**Problem statement**
Starting at the line that has "query: <item>pointed arch window</item>" and stopping after the line that has "95 L 88 106", write out every one of those lines again, including the request, and offset each coordinate in the path outlines by -58. Give only those lines.

**Data for processing**
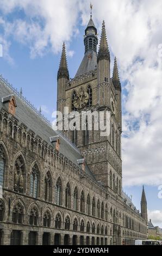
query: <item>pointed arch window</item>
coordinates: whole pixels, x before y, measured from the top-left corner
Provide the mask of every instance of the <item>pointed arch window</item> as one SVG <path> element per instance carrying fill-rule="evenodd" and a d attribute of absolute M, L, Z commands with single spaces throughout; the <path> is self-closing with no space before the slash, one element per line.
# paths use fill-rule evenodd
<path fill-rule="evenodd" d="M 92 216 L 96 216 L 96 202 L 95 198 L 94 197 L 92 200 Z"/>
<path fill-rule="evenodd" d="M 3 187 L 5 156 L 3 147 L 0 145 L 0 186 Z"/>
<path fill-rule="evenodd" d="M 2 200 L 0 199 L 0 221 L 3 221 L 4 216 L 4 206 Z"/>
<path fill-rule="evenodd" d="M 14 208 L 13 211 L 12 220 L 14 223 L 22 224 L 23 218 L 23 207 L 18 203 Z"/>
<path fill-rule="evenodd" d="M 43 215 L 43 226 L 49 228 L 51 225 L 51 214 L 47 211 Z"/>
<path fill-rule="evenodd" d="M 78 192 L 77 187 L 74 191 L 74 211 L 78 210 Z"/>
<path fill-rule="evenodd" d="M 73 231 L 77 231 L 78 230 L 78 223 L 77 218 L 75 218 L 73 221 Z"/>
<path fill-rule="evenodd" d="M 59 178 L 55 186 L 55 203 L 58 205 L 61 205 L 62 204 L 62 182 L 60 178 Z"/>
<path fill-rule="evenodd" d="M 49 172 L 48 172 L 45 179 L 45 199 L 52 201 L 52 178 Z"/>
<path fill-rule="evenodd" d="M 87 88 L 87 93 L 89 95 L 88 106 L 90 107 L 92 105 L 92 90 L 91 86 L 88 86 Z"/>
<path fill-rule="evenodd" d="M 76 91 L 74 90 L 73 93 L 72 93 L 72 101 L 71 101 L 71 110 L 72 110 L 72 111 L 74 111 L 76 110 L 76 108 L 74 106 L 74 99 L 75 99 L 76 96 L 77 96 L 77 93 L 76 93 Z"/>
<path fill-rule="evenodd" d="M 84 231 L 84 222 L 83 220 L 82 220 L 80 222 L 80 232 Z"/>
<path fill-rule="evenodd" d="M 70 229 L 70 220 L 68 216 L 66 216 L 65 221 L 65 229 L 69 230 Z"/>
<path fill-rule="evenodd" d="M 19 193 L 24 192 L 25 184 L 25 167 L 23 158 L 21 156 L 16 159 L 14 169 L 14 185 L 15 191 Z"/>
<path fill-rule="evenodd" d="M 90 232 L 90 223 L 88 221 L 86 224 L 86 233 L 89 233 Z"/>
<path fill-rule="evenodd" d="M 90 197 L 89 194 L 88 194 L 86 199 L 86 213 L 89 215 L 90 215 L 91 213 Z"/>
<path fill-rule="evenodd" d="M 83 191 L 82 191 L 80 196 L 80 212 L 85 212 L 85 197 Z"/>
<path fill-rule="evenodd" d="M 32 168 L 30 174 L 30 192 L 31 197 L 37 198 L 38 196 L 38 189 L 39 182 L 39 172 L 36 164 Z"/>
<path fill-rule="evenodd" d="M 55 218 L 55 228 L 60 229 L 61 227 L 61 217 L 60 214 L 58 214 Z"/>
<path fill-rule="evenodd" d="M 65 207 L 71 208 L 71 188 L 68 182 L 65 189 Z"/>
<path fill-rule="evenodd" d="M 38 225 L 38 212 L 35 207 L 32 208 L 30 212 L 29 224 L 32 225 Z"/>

--

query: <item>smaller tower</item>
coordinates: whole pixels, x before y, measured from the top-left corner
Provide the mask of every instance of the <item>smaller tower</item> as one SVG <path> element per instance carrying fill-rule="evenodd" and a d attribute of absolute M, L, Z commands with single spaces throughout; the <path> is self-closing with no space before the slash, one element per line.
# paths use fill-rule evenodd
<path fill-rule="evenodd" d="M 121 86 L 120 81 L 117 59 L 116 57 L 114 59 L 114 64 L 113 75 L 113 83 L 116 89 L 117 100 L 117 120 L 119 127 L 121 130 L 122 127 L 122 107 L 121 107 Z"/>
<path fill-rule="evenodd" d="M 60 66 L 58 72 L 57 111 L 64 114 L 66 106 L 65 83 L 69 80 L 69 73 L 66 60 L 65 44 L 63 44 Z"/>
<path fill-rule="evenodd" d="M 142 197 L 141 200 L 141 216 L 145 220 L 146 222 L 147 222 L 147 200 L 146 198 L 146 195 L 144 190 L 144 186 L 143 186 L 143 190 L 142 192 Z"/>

**Solution to this task**
query: <item>pointed arch window</item>
coordinates: whole pixels, x before y, measured from the top-left corner
Provide the mask of every instance of the <item>pointed arch window</item> as one SVG <path> element per instance carrying fill-rule="evenodd" and a d attribute of absolute M, L, Z commands with single spaces throughout; the <path> is self-closing with no space before the slash, one element per line.
# paths use fill-rule evenodd
<path fill-rule="evenodd" d="M 34 158 L 38 158 L 38 144 L 37 140 L 36 139 L 34 142 Z"/>
<path fill-rule="evenodd" d="M -55 129 L -53 98 L -55 89 L -58 87 L -58 128 Z"/>
<path fill-rule="evenodd" d="M -56 142 L -58 141 L -58 163 L -55 163 L -54 158 L -54 148 Z"/>
<path fill-rule="evenodd" d="M -44 150 L -45 153 L -46 162 L -44 165 L -36 166 L -35 160 L -35 149 L -40 145 Z"/>
<path fill-rule="evenodd" d="M -15 157 L -15 168 L -9 170 L -7 167 L -7 156 L -11 153 Z"/>
<path fill-rule="evenodd" d="M 20 134 L 19 129 L 16 133 L 16 153 L 20 152 Z"/>
<path fill-rule="evenodd" d="M 15 173 L 19 173 L 20 172 L 20 165 L 19 160 L 17 160 L 15 163 Z"/>
<path fill-rule="evenodd" d="M 1 120 L -3 128 L -3 145 L 0 147 L 3 147 L 4 146 L 4 124 L 2 120 Z"/>
<path fill-rule="evenodd" d="M -9 114 L -10 114 L -13 121 L -13 141 L -6 143 L -6 120 Z"/>
<path fill-rule="evenodd" d="M 29 30 L 29 35 L 31 37 L 30 48 L 32 49 L 34 47 L 34 32 L 33 28 L 30 28 Z"/>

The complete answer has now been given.